■ Stated task: Copy the rows from the start of the records through the line that contains "[0,0,390,260]", inclusive, and change every "sponge" to "cloth", leaving everything else unchanged.
— Start of Task inputs —
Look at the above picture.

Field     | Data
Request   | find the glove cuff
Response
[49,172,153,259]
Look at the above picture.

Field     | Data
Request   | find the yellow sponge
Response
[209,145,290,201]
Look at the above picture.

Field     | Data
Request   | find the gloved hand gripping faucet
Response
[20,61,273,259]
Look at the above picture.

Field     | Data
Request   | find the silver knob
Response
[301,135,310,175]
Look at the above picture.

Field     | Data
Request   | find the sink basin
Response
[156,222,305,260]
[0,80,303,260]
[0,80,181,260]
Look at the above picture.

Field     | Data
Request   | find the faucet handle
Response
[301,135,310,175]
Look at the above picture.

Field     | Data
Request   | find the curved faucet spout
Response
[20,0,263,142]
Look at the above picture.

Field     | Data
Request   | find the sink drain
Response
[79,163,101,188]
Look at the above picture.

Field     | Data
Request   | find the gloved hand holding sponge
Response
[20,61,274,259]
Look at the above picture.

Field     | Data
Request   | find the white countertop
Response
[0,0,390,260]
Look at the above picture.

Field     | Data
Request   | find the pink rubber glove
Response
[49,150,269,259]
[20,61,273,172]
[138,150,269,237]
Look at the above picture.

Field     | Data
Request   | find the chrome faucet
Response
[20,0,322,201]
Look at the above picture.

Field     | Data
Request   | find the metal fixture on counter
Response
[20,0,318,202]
— End of Task inputs —
■ Task output:
Look at the above picture.

Field     | Data
Request   | find the glove cuff
Response
[49,172,153,259]
Look at the above picture.

Field     | Data
Request   | find the yellow cloth
Response
[209,145,290,201]
Look at the above picture.

Field     | Data
Request   | find the gloved hand gripping faucet
Response
[20,61,273,259]
Look at the above picture.

Field     | Data
Request   | find the silver knob
Response
[301,135,310,175]
Look at the above picture.

Field     | Data
Request   | find the sink basin
Response
[156,222,305,260]
[0,80,303,260]
[0,80,181,260]
Look at the above picture.

Field     | Data
Request   | find the faucet handle
Response
[301,135,310,175]
Look at the above picture.

Field     | Data
Request   | find the curved faucet spout
Response
[20,0,263,142]
Look at the above picture.

Field     | Data
Request   | find the sink drain
Response
[79,163,101,188]
Look at the above picture.

Field     | Data
Request   | find the gloved hand holding cloth
Response
[20,61,274,259]
Look at the above picture.

Field     | Data
Request   | find the white countertop
Response
[0,0,390,260]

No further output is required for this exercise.